> DOCUMENTO DE ORIGEM
----

Na prática, entretanto, esse jogo tem alguns problemas de execução que o impedem de atingir uma avaliação tão alta quanto seu conceito sugeriria. Normalmente eu tento ser leniente com jogos que tentam coisas diferentes, que tentam coisas ousadas para avançar a midia enquanto meio de entretenimento, mas Vampyr tem problemas em coisas fundamentais demais para deixar passar batido.
O que falta nesse jogo é o DLC "Mãe do Chris" para ter o Xarope como item craftavel |
Em primeiro lugar, o combate não é bom. Apenas não é. Faltam quadros de animação, a movimentação é troncha e você não se sente tão no controle do personagem quanto deveria. A sensação que eu tenho me lembra muito The Witchter 2 - especialmente a sensação que a produtora não teve o orçamento e/ou a experiencia necessária para fazer o combate ser tão agradavel quanto ele poderia ser.
Mas tudo bem, o combate ser desconfortavel até pode ser desculpado porque colabora com o clima de que o mundo não é seu playground, mas o próximo ponto não. Veja, a história de Vampyr é muito boa e faz um excelente trabalho em costurar um evento pesado do mundo real com um cenário fantasioso de uma sociedade vampirica. Eu especialmente gosto como a história constrói e integra a sociedade de ricos, pobres, vampiros e ghouls - terminando com uma batalha épica contra uma divindade razoavelmente coerente dentro do cenário proposto.
Isso no papel. Na prática, essa história não é tão bem contada quanto sua estrutura permitiria. O que eu quero dizer com isso? Bem, os dialogos são bem fracos (o protagonista Dr. Reid é especialmente canastrão toda vez que ele abre a boca) e as cenas não possuem o peso que elas deveriam possuir. Tem uma cena, por exemplo, que o Dr. Reid é "convidado" pelo clube Ascalon - a alta corte dos vampiros de Londres. Sua tutora vampirica te avisa o quanto isso é perigoso já que vampiros são criaturas vãs e não-confiaveis, e uma fala errada pode significar a diferença entre a vida e a morte porque é assim que principes vampiros rolam.
Na cena em si... eu não senti nada disso. Eu não senti que o Dr. Reid estava em risco em nenhum momento, que o Clube Ascalon (que supostamente deveria ser quem realmente mandava na Inglaterra por baixo dos panos) tivesse algum real poder ou autoridade, ou mesmo que a missão que eles te dão não fosse algo que eles não poderia ter mandado qualquer lacaio realizar em poucos minutos.
É isso que eu quero dizer: o conceito é muito bom, a execução não é impressionante. Não que eu esperasse algo do nivel de tensão das cenas do Christopher Waltz em Bastardos Inglórios, mas um pouco mais de qualidade na execução faria maravilhas pelo jogo.

----

> Entradas do conjunto de dados

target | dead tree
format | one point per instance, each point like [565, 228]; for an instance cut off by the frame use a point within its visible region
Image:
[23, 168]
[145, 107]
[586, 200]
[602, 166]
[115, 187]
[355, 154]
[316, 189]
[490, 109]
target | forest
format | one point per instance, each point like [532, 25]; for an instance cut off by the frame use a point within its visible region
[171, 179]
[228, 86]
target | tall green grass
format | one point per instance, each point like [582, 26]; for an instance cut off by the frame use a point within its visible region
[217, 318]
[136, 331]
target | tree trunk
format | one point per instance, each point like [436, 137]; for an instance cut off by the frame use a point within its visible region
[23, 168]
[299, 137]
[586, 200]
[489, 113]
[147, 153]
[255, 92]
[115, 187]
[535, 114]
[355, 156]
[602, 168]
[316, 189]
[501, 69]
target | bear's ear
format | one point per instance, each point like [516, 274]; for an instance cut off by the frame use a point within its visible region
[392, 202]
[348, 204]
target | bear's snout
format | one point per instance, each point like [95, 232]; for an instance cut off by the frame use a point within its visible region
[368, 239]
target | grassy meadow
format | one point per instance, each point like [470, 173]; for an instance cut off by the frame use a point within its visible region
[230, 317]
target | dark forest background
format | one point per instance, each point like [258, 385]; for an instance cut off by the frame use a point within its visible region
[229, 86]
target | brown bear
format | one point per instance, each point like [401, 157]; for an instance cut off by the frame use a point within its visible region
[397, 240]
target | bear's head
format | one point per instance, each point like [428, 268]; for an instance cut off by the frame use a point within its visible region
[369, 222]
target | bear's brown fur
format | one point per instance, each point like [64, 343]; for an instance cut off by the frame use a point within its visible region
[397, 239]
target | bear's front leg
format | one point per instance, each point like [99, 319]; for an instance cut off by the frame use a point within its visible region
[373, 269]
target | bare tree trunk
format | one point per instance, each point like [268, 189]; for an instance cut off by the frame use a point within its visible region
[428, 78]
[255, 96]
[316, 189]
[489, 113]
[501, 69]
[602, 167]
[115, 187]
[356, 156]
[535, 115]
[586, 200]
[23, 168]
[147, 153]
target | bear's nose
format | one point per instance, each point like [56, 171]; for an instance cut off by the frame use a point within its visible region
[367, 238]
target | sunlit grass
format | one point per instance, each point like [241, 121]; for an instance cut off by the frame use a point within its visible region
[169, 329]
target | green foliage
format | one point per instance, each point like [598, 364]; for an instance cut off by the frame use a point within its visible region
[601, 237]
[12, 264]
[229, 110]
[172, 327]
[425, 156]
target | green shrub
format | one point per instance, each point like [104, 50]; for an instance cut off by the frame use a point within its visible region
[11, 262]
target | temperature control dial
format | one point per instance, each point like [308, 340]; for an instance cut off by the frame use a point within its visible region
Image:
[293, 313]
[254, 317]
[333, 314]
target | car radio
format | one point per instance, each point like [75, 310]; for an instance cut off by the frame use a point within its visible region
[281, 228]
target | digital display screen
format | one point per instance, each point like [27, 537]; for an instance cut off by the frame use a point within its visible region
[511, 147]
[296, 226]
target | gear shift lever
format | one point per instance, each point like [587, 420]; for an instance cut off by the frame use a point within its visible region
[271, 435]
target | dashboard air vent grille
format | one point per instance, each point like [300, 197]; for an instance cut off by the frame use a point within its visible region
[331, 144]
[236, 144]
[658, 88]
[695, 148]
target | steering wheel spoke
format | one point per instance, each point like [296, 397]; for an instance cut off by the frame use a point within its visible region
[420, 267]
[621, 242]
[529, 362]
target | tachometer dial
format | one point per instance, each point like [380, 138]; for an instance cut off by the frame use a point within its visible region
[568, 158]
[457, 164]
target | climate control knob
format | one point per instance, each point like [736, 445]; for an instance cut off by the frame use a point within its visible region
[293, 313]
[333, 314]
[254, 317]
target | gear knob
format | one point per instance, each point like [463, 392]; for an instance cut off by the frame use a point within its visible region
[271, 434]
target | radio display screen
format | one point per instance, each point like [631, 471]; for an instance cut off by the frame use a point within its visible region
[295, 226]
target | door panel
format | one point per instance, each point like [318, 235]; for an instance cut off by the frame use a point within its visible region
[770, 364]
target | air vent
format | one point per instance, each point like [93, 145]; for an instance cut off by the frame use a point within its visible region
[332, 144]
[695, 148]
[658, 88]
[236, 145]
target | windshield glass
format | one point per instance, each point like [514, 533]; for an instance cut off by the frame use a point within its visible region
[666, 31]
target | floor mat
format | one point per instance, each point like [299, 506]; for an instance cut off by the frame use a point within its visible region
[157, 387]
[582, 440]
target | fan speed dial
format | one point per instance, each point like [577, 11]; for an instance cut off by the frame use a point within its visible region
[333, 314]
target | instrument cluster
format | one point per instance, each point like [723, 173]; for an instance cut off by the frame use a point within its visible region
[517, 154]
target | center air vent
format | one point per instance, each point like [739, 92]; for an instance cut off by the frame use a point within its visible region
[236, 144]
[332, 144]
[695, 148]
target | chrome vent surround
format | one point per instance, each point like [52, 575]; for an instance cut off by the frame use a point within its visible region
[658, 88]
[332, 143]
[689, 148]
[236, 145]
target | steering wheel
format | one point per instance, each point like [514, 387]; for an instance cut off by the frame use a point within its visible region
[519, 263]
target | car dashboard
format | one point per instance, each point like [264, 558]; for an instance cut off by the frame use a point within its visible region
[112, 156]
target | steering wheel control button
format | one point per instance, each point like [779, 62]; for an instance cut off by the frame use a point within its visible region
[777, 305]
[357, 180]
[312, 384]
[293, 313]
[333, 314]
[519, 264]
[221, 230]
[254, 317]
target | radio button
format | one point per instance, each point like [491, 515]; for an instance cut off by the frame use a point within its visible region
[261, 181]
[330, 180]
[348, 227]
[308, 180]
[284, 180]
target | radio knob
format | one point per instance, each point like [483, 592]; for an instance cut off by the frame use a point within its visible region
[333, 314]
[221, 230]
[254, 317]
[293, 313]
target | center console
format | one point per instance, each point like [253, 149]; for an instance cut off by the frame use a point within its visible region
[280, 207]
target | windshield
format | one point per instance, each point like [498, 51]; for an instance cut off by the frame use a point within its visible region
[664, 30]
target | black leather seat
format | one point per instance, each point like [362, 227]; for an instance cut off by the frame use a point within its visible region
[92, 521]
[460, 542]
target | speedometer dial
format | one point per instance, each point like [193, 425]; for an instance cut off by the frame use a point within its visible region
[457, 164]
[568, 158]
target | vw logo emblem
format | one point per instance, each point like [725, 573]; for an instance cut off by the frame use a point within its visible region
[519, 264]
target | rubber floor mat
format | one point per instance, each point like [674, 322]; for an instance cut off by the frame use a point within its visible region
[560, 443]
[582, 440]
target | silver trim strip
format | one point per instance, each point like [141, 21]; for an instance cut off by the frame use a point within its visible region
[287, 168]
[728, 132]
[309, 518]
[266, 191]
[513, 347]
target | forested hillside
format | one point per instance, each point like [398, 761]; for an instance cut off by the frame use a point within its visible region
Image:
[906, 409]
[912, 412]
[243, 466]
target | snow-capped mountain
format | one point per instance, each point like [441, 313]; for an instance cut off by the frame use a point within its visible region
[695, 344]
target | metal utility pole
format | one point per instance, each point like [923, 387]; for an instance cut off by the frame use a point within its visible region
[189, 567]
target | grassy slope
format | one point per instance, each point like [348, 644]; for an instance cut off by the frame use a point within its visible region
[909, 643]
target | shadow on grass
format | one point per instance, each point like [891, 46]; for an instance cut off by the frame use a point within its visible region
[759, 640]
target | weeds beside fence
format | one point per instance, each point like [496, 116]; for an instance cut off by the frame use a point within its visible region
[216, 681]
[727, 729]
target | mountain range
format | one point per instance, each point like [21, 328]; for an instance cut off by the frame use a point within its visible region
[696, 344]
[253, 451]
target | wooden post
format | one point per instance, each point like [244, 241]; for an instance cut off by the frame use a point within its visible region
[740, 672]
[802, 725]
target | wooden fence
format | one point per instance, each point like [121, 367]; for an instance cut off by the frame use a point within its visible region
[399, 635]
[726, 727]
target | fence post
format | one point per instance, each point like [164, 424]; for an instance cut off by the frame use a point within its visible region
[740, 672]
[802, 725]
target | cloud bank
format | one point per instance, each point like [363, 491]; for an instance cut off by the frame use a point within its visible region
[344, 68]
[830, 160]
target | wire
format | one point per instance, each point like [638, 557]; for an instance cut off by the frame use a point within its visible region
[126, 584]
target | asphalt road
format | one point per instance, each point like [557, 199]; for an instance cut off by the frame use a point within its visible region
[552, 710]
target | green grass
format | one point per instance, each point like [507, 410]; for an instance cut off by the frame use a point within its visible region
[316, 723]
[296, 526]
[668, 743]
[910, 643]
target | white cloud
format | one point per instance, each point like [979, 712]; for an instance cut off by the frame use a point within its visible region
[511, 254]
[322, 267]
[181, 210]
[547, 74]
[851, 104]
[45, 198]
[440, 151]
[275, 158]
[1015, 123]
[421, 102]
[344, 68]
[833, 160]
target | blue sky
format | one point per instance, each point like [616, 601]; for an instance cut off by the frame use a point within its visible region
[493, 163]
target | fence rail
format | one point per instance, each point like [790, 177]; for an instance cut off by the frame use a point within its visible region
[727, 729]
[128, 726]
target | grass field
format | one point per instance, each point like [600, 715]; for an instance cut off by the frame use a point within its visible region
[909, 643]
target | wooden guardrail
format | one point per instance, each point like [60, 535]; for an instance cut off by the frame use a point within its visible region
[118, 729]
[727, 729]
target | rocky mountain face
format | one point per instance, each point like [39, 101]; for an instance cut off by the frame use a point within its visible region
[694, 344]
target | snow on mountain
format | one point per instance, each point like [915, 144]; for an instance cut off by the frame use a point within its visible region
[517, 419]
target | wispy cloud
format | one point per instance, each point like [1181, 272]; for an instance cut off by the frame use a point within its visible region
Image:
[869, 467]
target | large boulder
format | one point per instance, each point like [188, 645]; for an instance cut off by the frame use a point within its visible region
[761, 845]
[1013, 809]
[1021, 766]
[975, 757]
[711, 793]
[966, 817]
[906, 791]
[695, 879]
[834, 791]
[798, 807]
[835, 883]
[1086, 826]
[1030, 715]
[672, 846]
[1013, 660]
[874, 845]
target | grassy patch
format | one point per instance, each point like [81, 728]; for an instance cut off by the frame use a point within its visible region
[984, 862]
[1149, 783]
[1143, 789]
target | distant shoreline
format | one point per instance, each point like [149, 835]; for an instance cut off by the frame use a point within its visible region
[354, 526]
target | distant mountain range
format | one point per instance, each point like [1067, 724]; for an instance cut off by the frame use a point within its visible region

----

> O QUE FAZER
[1] Indique se cada afirmação abaixo está de acordo com a resenha de Vampyr: (a) o combate do jogo é considerado bom; (b) a história do jogo recebe elogios; (c) o autor sentiu que o Dr. Reid corria risco na cena do clube Ascalon. Responda com sim ou não e cite literalmente as palavras da resenha que decidem cada caso.
[2] Atualize o trecho da resenha de Vampyr que se inicia nas palavras "Na cena em si..." e termina após "em poucos minutos.", trocando "lacaio" por "servo".

> RESPOSTAS DAS TAREFAS
[1]
(a) Não: "Em primeiro lugar, o combate não é bom."
(b) Sim: "a história de Vampyr é muito boa"
(c) Não: "Eu não senti que o Dr. Reid estava em risco em nenhum momento"

[2]
Na cena em si... eu não senti nada disso. Eu não senti que o Dr. Reid estava em risco em nenhum momento, que o Clube Ascalon (que supostamente deveria ser quem realmente mandava na Inglaterra por baixo dos panos) tivesse algum real poder ou autoridade, ou mesmo que a missão que eles te dão não fosse algo que eles não poderia ter mandado qualquer servo realizar em poucos minutos.